Work to do:
Retype all of the rows below word for word, leaving the pictures out of your copy.

(Data for coordinate labeling)
------------------------------------------------

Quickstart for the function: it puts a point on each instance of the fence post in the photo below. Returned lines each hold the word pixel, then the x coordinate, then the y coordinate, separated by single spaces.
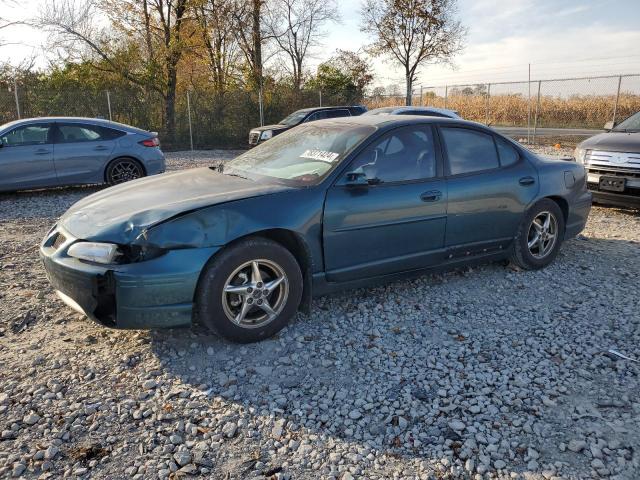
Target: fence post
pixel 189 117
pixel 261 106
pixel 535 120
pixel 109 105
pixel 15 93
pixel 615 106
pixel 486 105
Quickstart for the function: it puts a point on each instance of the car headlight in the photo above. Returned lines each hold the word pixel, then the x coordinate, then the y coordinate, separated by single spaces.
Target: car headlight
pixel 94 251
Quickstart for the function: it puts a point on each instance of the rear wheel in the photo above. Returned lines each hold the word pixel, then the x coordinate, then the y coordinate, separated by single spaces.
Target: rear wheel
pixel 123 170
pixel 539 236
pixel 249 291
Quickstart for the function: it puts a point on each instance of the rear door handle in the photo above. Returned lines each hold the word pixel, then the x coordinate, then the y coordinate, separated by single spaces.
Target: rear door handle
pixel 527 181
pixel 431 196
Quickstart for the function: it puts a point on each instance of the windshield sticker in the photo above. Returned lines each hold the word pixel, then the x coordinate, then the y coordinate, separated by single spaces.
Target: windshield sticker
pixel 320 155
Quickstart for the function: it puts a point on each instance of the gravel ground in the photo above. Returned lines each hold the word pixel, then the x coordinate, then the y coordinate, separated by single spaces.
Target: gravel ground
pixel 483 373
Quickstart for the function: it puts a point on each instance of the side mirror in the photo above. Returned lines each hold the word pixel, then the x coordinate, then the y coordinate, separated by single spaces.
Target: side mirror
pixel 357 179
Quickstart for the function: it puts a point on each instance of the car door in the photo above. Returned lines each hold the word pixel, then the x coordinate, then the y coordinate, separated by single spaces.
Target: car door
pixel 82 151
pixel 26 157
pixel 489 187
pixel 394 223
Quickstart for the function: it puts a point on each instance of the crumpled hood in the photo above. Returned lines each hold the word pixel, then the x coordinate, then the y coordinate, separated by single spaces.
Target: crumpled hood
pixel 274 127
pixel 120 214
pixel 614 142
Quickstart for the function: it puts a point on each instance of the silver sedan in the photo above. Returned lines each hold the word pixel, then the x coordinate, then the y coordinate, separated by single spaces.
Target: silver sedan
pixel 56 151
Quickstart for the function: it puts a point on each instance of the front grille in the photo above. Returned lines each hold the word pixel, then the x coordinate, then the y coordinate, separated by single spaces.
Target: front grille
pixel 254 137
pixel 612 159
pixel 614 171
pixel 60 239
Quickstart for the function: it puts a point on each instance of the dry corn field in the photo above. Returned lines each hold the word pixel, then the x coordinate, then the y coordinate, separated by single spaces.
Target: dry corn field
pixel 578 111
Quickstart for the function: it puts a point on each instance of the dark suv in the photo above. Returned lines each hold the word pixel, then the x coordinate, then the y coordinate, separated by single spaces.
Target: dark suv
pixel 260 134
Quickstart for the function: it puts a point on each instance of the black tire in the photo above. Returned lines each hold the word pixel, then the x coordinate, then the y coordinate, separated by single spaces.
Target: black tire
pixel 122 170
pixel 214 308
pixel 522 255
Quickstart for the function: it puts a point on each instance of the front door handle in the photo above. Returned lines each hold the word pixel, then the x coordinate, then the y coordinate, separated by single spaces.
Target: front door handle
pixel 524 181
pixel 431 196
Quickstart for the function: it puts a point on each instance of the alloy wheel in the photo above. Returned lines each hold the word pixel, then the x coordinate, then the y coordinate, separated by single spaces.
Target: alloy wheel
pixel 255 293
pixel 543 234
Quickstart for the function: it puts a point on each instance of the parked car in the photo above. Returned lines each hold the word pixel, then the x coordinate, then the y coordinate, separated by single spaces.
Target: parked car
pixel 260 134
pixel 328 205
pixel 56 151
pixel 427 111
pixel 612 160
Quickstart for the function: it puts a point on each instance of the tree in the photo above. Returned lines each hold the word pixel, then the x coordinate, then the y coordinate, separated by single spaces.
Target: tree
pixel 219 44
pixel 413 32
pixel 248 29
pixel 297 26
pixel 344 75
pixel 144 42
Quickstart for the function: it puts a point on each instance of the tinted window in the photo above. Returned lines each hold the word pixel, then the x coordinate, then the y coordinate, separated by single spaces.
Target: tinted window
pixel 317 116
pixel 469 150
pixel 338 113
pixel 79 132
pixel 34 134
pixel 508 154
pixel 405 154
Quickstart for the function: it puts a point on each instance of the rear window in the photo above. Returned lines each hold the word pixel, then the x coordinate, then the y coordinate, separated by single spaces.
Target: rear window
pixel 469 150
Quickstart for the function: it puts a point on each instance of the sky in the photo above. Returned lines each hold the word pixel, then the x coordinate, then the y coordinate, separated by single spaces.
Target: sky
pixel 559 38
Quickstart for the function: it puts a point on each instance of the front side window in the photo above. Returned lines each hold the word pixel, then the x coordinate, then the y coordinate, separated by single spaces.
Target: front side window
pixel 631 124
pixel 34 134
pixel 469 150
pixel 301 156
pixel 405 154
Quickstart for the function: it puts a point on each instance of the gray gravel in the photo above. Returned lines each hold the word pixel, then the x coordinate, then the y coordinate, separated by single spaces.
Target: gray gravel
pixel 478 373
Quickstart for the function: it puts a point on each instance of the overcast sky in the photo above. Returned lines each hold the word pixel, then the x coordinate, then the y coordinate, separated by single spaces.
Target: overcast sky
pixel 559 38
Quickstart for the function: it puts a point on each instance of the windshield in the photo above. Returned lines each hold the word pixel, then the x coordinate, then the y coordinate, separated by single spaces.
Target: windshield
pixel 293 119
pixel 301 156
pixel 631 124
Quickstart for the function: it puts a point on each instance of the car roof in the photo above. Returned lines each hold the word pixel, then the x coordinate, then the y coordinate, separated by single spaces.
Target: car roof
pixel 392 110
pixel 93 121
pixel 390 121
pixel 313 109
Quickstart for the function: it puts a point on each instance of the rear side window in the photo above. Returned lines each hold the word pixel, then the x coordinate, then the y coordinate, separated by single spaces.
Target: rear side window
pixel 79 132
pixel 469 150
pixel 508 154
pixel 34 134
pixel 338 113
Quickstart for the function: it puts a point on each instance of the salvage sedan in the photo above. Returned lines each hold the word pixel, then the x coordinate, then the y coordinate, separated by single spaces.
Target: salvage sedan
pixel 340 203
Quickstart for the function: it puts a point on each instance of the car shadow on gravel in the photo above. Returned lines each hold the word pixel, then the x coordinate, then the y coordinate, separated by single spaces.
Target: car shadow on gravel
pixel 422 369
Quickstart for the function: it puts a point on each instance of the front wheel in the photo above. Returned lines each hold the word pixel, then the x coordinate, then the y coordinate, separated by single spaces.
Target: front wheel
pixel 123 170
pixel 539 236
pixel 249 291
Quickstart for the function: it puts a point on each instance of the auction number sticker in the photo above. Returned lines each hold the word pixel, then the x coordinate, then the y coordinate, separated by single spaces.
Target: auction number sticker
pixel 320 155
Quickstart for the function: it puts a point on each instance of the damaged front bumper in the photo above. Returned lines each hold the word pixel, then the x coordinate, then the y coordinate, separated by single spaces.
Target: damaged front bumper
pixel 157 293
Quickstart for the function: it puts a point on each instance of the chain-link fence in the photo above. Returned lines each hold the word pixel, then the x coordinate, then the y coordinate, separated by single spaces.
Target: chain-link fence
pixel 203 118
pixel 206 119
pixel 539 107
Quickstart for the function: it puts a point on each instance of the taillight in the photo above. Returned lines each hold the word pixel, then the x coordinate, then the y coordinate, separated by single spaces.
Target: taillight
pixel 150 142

------------------------------------------------

Response to this exercise:
Quickstart for the function: it puts a point on each instance of the fence post in the photo below. Returned lines each hold the word pixel, then the x coordinate, then the y coordinate, separated by single spaces.
Target: fence post
pixel 189 117
pixel 261 106
pixel 535 120
pixel 109 105
pixel 15 93
pixel 615 106
pixel 486 105
Quickstart for the function: it puts a point on each instance of the car headlight in the photo above. Returned lines each hold the word pixel, then the x coordinate, then the y coordinate, separated by single spaces.
Target: car headlight
pixel 94 251
Quickstart for the function: it puts a point on each instance of the rear wheel in the photo above. Returned lines each hold the word pixel, then the x coordinate, then the y coordinate, separated by single spaces.
Target: rear wheel
pixel 123 170
pixel 539 236
pixel 249 291
Quickstart for the function: it puts a point on each instance of the rear door handle in the photo above. Returned lines each hold the word pixel, then the x coordinate, then the y coordinate, separated by single spaces.
Target: rear door handle
pixel 527 181
pixel 431 196
Quickstart for the function: it puts a point on each instance of the windshield sticker in the photo above. Returned lines each hold the word pixel, then the x coordinate, then the y coordinate, separated by single spaces.
Target: windshield sticker
pixel 320 155
Quickstart for the function: it puts a point on each instance of the gravel ground in the photo above. Returned lines each hold the word pixel, then the x coordinate, then the y coordinate, separated by single spaces.
Target: gravel ground
pixel 483 373
Quickstart for the function: it puts a point on each instance of the side mirror in the photo above. Returned lines each hold the word pixel, then the x coordinate, then the y coordinate, separated by single spaces.
Target: side mirror
pixel 357 179
Quickstart for the function: it puts a point on each instance of the car door in the photo above. Returned lines each hold the word pixel, then the x coordinate, then the y coordinate, separated by single spaces.
Target: car door
pixel 82 151
pixel 26 157
pixel 489 187
pixel 394 223
Quickstart for the function: it puts a point on each instance of the crumpled hood in the photo above. Returned lines each hold the word pixel, then the x coordinate, then the y coordinate, separated by single spaces.
Target: crumpled hood
pixel 274 127
pixel 120 214
pixel 614 142
Quickstart for the function: it puts a point on each instance of the silver sedan in the photo above. Returned lines each hold the word pixel, then the x coordinate, then the y coordinate, separated by single spaces.
Target: silver sedan
pixel 56 151
Quickstart for the function: it puts a point on each instance of the front grille in the photo above. Returned lines each hold the word pixel, then the x coordinate, then the y coordinate, separated by single spaces.
Target: front grille
pixel 254 137
pixel 612 159
pixel 614 171
pixel 60 239
Quickstart for the function: it puts a point on each instance of the dry corn field in the photo above. Returned lines each hold the word pixel, then the x coordinate, then the y coordinate, separated by single spaces.
Target: dry corn field
pixel 578 111
Quickstart for the function: it puts a point on each instance of the dark suv in the photo above. Returned lines each hold the word pixel, then the x coordinate, then the y coordinate, separated by single spaces.
Target: dark suv
pixel 260 134
Quickstart for the function: it puts a point on each instance of the black tire in the photo above. Returned lines each hold the word pixel, then the x coordinate, then the y coordinate, separated by single spaces.
Target: black tire
pixel 122 170
pixel 214 308
pixel 522 255
Quickstart for the function: it puts a point on each instance of the front door handle in the photo above. Returned lines each hold the word pixel, then the x coordinate, then the y coordinate, separated by single spaces.
Target: front door handle
pixel 524 181
pixel 431 196
Quickstart for the function: it puts a point on each instance of the alloy wheel in the photo above. Returned lines each hold the word pixel, then the x coordinate, then the y coordinate, separated by single spaces.
Target: alloy wheel
pixel 255 293
pixel 543 234
Quickstart for the function: it puts a point on each instance of the parked car in the photo above. Returned lines each hold the word pixel, then the x coordinate, then the y coordinate, separated by single spaces.
Target: parked car
pixel 260 134
pixel 328 205
pixel 56 151
pixel 427 111
pixel 612 160
Quickstart for the function: it puts a point on each instance of the tree in the photo above. Returned lines each hold the word pixel, then the x coordinate, then the y coordinate, separated by single spaces.
Target: tree
pixel 219 44
pixel 413 32
pixel 248 29
pixel 297 26
pixel 344 75
pixel 144 42
Quickstart for the function: it puts a point on each instance of the tinted window in the photo above. Returned lines each hold the word pixel, then the x coordinate, then the y coordinate, separated by single spaces.
Target: tinted window
pixel 317 116
pixel 469 150
pixel 338 113
pixel 79 132
pixel 34 134
pixel 508 154
pixel 405 154
Quickstart for the function: it puts a point on each instance of the rear window in the photo above. Returned lines each hold the word pixel, then the x coordinate, then the y coordinate, separated by single spaces.
Target: rear window
pixel 469 150
Quickstart for the function: it puts a point on each instance of the sky in the photo above. Returned lines each hold the word pixel, then the x coordinate, then the y coordinate, separated by single spaces.
Target: sky
pixel 559 38
Quickstart for the function: it puts a point on each instance of the front side window in the photo above. Returned lines each hold the word pixel, then the x coordinate, then the y coordinate, separated by single spaces.
Target: front side window
pixel 631 124
pixel 34 134
pixel 469 150
pixel 301 156
pixel 405 154
Quickstart for the function: it puts a point on each instance of the gray gravel in the photo above. Returned lines each hold the word pixel, then the x coordinate, then the y coordinate, separated by single spaces.
Target: gray gravel
pixel 478 373
Quickstart for the function: it puts a point on each instance of the overcast sky in the photo above. Returned lines each hold the word pixel, then the x coordinate, then the y coordinate, separated by single spaces.
Target: overcast sky
pixel 559 38
Quickstart for the function: it puts a point on each instance of the windshield in the photo above. Returned lines each hold the word pixel, then the x coordinate, then the y coordinate, separated by single spaces.
Target: windshield
pixel 293 119
pixel 301 156
pixel 631 124
Quickstart for the function: it puts a point on each instance of the car roof in the photo above. Returned lines each hold the word pixel, then the x coordinate, then the y coordinate, separated by single spaces.
Target: car roof
pixel 392 110
pixel 93 121
pixel 390 121
pixel 313 109
Quickstart for the function: it puts a point on each instance of the rear side window in the photo above. Returned lines each hold the word pixel, then the x coordinate, then the y coordinate, separated by single spaces.
Target: rear side window
pixel 79 132
pixel 469 150
pixel 508 154
pixel 34 134
pixel 338 113
Quickstart for the function: it puts a point on each instance of the salvage sedan in the photo above. Returned lines each hold the word pixel, then the x coordinate, then the y coordinate, separated by single spaces.
Target: salvage sedan
pixel 340 203
Quickstart for the function: it puts a point on each instance of the car shadow on gravel in the photo above. Returned lines each hold the word pixel, then the x coordinate, then the y coordinate, separated by single spaces.
Target: car shadow on gravel
pixel 422 369
Quickstart for the function: it puts a point on each instance of the front wheel in the photo above. Returned lines each hold the word pixel, then the x coordinate, then the y coordinate, separated by single spaces.
Target: front wheel
pixel 123 170
pixel 539 236
pixel 249 291
Quickstart for the function: it puts a point on each instance of the auction number sticker in the photo above. Returned lines each hold the word pixel, then the x coordinate, then the y coordinate, separated by single spaces.
Target: auction number sticker
pixel 320 155
Quickstart for the function: it puts a point on each instance of the damaged front bumper in the photo above. Returned lines each hold the word pixel, then the x coordinate, then the y coordinate, separated by single spaces.
Target: damaged front bumper
pixel 157 293
Quickstart for the function: it puts a point on each instance of the chain-link fence in the photo above. Returned lines each hold the word pixel, then the x coordinate, then the y coordinate, separated by single spaces.
Target: chain-link fence
pixel 203 118
pixel 206 119
pixel 539 107
Quickstart for the function: it puts a point on each instance of the taillight in the photo above. Returned lines each hold the word pixel, then the x coordinate, then the y coordinate, separated by single spaces.
Target: taillight
pixel 150 142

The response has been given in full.